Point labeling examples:

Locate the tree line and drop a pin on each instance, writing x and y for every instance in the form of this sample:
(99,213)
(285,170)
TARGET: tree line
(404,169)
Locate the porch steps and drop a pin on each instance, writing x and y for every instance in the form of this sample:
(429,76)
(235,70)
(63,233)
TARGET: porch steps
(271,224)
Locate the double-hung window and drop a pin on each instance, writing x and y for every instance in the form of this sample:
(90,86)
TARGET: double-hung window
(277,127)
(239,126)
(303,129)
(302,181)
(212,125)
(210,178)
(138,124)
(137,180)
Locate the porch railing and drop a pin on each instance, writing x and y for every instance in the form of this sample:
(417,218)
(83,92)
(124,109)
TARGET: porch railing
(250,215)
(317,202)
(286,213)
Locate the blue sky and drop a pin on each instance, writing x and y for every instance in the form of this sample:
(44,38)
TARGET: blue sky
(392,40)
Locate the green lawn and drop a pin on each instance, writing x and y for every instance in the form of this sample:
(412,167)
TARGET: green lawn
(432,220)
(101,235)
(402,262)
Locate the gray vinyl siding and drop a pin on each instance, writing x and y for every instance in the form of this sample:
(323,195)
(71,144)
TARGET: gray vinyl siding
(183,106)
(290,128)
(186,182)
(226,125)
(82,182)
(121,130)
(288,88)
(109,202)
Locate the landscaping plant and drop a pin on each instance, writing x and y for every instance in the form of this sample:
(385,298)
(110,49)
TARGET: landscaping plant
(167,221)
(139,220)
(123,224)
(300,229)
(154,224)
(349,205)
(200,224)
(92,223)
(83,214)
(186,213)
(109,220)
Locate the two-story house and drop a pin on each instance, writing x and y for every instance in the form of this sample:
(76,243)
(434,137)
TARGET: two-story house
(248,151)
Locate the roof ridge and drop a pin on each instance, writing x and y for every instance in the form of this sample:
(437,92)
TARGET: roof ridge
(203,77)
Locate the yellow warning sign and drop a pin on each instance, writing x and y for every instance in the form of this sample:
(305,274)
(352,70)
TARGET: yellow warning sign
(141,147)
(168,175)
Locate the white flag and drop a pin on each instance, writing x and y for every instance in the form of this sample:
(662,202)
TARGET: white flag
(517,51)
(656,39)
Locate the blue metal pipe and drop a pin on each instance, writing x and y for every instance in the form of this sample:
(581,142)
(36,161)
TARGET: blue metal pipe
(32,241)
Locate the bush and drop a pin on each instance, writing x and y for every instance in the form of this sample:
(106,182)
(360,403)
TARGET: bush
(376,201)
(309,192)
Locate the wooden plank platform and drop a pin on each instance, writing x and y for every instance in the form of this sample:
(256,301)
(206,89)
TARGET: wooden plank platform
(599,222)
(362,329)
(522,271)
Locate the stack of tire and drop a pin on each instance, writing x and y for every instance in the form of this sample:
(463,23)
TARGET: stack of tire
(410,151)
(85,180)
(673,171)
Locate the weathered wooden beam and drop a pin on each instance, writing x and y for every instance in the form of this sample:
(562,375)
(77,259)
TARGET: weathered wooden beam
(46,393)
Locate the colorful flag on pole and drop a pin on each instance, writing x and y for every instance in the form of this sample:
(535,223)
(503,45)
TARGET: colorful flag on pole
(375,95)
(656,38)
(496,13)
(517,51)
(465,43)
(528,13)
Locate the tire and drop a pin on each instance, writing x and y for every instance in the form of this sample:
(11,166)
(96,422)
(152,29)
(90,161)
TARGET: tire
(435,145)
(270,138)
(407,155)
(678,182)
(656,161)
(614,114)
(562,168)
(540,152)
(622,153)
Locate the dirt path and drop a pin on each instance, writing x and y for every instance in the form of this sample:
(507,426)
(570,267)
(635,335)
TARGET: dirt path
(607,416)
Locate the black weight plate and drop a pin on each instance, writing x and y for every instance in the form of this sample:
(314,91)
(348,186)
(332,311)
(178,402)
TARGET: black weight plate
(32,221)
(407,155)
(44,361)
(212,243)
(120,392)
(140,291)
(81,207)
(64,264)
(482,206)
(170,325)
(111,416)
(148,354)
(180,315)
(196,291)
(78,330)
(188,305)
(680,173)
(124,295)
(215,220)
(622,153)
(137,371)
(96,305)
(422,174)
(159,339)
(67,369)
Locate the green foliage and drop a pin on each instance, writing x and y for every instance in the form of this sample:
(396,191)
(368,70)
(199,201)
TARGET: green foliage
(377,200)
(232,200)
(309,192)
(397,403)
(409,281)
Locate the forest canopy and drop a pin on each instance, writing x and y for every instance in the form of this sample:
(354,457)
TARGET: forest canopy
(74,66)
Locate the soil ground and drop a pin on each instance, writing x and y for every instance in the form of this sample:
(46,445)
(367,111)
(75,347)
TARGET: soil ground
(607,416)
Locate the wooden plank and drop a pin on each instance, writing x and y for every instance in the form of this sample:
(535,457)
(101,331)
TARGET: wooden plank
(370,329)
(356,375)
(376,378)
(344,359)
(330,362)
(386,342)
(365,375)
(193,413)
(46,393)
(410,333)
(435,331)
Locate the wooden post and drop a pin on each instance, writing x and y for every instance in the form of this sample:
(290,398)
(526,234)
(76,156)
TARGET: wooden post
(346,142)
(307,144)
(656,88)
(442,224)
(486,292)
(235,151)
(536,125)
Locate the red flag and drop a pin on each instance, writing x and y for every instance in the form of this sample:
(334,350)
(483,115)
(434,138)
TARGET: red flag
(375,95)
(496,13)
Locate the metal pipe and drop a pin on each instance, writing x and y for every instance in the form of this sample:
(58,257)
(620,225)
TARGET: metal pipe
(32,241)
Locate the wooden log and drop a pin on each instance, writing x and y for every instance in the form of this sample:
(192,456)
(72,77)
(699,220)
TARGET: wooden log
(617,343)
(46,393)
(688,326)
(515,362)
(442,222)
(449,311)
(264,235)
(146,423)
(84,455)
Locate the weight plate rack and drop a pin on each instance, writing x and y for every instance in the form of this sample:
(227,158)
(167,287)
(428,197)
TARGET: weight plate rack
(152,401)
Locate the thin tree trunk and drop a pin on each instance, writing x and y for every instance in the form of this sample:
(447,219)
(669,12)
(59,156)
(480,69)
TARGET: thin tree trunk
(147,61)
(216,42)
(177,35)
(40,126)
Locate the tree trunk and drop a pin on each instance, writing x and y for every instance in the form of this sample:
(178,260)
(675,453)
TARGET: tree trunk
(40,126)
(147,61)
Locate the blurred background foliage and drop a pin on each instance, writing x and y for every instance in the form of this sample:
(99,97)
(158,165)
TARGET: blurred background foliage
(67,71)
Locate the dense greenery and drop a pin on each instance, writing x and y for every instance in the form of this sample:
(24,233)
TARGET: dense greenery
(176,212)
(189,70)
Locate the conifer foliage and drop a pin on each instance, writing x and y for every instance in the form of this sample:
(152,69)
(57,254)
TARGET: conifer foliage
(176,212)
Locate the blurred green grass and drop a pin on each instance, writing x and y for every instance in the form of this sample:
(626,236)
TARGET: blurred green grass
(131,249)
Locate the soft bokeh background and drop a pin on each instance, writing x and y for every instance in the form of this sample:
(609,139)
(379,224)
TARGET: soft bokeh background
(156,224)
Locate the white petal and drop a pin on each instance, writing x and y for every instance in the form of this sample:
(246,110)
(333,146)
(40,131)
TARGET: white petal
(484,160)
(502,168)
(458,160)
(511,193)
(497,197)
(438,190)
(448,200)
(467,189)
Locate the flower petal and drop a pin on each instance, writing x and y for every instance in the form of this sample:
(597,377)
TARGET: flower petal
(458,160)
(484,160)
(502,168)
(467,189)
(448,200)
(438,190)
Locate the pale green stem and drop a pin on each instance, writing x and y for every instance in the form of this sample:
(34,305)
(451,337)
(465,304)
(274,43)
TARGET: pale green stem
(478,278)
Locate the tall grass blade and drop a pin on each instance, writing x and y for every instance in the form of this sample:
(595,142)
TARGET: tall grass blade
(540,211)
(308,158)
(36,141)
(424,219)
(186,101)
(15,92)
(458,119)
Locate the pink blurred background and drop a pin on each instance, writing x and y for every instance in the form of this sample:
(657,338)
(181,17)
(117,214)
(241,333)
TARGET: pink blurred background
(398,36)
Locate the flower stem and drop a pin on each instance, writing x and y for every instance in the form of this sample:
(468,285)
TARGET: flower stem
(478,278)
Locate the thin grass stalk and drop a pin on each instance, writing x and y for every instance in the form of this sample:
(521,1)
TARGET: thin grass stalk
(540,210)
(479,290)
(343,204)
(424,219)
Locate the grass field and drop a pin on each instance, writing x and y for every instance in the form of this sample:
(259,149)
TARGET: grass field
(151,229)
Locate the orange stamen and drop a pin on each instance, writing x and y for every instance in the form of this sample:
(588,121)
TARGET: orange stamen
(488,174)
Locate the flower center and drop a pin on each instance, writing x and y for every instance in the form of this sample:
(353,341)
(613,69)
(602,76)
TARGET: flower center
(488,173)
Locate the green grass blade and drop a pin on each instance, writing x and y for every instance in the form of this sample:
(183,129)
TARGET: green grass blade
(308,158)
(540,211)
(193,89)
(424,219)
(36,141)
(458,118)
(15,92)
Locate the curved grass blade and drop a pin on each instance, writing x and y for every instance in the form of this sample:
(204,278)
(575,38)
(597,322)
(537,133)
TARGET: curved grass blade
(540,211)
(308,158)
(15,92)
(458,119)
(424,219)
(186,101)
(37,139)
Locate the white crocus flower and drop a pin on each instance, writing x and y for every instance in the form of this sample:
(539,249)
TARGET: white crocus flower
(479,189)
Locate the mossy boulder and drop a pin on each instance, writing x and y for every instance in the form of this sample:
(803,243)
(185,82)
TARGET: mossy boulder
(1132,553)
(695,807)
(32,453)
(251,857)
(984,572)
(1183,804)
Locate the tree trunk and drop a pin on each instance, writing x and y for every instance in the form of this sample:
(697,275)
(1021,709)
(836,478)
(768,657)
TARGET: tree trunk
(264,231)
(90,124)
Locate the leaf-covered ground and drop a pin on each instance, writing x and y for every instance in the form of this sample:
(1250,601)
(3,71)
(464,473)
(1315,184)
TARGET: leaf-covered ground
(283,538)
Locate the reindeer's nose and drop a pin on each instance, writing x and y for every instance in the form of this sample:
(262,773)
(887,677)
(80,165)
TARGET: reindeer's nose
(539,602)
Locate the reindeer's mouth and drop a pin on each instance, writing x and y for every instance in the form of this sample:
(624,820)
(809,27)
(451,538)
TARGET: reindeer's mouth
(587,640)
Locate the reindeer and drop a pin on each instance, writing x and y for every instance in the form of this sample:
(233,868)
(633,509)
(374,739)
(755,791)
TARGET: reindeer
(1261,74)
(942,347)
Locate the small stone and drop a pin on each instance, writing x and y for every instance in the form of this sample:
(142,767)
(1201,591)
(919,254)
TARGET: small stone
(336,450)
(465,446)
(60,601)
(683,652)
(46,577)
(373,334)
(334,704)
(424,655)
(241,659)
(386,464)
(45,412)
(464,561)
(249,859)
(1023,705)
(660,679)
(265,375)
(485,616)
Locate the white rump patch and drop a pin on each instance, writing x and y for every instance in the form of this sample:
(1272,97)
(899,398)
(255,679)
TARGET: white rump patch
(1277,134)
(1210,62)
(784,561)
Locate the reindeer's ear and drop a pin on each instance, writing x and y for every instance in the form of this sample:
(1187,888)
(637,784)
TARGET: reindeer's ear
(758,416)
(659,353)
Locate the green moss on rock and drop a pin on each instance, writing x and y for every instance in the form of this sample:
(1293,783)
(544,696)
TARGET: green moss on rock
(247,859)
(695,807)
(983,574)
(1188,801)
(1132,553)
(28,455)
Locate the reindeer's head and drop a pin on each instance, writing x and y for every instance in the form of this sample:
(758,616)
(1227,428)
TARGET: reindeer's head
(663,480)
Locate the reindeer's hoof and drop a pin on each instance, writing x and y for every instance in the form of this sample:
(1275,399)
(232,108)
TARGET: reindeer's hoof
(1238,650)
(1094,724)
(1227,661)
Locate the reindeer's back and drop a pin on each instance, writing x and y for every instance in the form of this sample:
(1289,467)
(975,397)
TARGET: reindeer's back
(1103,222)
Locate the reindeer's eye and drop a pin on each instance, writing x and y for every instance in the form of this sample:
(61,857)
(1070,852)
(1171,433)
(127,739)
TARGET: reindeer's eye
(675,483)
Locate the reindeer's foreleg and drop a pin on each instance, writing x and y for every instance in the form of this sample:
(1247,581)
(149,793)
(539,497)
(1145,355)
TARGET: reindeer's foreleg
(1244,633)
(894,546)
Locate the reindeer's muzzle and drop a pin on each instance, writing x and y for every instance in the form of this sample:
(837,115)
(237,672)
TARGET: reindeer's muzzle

--- What needs to be done ---
Produce an exact repeat of the lines from the one containing "Locate the green moss" through the last line of the data, and nothing more.

--- Reply to the exercise ---
Locate the green moss on rock and drop a pin on each instance, writing x and y for every instance in the form of this sample:
(1293,783)
(544,696)
TARGET: green moss on rock
(247,859)
(695,807)
(983,574)
(1188,801)
(1132,553)
(28,455)
Locate the reindeer's head and drop a pin on each instance, writing x and y for every instance in the form of this sample:
(758,616)
(1227,428)
TARGET: reindeer's head
(663,480)
Locate the reindeer's hoof and drop a pin on each instance, writing x and y for every instance in the form of this sample:
(1275,399)
(232,108)
TARGET: reindeer's hoof
(1238,650)
(1094,724)
(1227,661)
Locate the reindeer's back and drop a pin on each instance, writing x and y for every instance in the form of this sample:
(1289,467)
(975,397)
TARGET: reindeer's back
(1103,222)
Locate the reindeer's eye and drop a pin on each instance, writing x and y for every instance in the form of this sample:
(61,857)
(1070,852)
(1171,433)
(127,739)
TARGET: reindeer's eye
(675,483)
Locate the reindeer's foreleg and drop a pin on each instance, writing x and y for every instance in the form of this sample:
(1247,581)
(149,793)
(539,497)
(1145,355)
TARGET: reindeer's foreleg
(1244,633)
(894,546)
Locate the reindeer's muzzle and drop a pin on each instance, writing x and y for every instance in the form of this sample:
(837,115)
(237,672)
TARGET: reindeer's muzzle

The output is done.